Prices going up are another sign that the country is returning to normal.
That's according to Irish Times consumer journalist Conor Pope, who said coupled with that is the rise in people complaining about them.
He told The Hard Shoulder this is good news.
"I'm actually really relieved to be talking to you about this, because it's a sign that things are getting back to normal.
"We're no longer talking about an endless lockdown and people being shut out of pubs and cafés, restaurants and hotels.
"We're going back to what we're good at: which is complaining about prices".
Conor said we have to remember where we are now, compared to last year.
"To be fair, I'd cut the publicans a lot of slack here... they've had a terrible, terrible 15 months.
"And if you'd told me three months ago that I could get to my local pub and pay and extra 30c, 20c or 50c for a pint of Guinness I would have crawled over glass to get to it.
"The publicans, the restauranteurs, the hospitality sector across the board they've had a terrible time.
"But not only that - when they're doing business in the weeks and months ahead, they're going to have an awful lot of additional overheads that simply didn't exist this time two years ago.
"And they're also going to have a dramatically reduced clientele.
"I'm not suggesting that pubs should have a free-for-all and be able to up their prices by a €1 or €2 a pint, because... the market won't bear that.
"If one pub increases it's prices by €1, people will just migrate to the pub that's increased its prices by 10c, 15c or 20c.
"And I think that's the nature of the business".
But Conor said the fact that people are having these discussions is a good thing.
"It is actually heartening to hear people giving out about it, because it is another sign - and Lord knows we need all these signs - that things are getting back to normal.
"And that hopefully someday soon we'll be able to forget about the pandemic and to start giving out like we normally do."
Ireland seen as 'a premium destination'
Conor explained that an increase in prices was inevitable, for a number of reasons.
"There's all these other pressure points on the supply chain, and all of that is putting pressure on people who can ill-afford to have that pressure applied.

+ + + +

**What you need to do**
- 1) From the sentence in the article on rising prices that begins "We're no longer talking about an endless lockdown", list every kind of establishment people were shut out of.
- 2) Continue the article on rising prices from its final sentence onward.

+ + + +

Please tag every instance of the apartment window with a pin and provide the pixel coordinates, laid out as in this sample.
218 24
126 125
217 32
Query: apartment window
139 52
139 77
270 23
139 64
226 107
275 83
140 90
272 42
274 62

+ + + +

**Expected results**
- 1) pubs, cafés, restaurants, hotels

- 2)
"Then you have to factor in the consequences of Brexit, the increased costs in shipping, and the fact that the construction workers are going to be in much higher demand.
"And as a result people who are getting extensions, or who are getting work done, to accommodate outdoor dining or drinking - they're going to have to pay a premium for it.
"So it's almost like a perfect storm - and that's why I think we should all take a deep breath.
"Now it is important to say: there's a difference between modest price increases and price gouging.
"And we have seen price gouging in Ireland before."
Conor has this advice: "If you feel like you're being gouged, certainly don't go back a second time... that just makes absolutely no sense".
And he added that prices in Ireland are geared towards a 'premium' market.
"People in Ireland need to remember: Ireland, as a tourist destination, is seen internationally as a premium destination.
"If you go to the Costa del Sol or the Algarve or Greece - they're not seen as premium holiday destinations.
"An awful lot of us are accustomed to travelling to Spain, Italy, France or Portugal - or wherever it might be - and we love that fact that we can eat out for a family of five for €50 including a bottle of wine.
"And we really like the fact that you can buy yourself a nice espresso in Rome for €1, and all these things, but that's not what Irish tourism is about.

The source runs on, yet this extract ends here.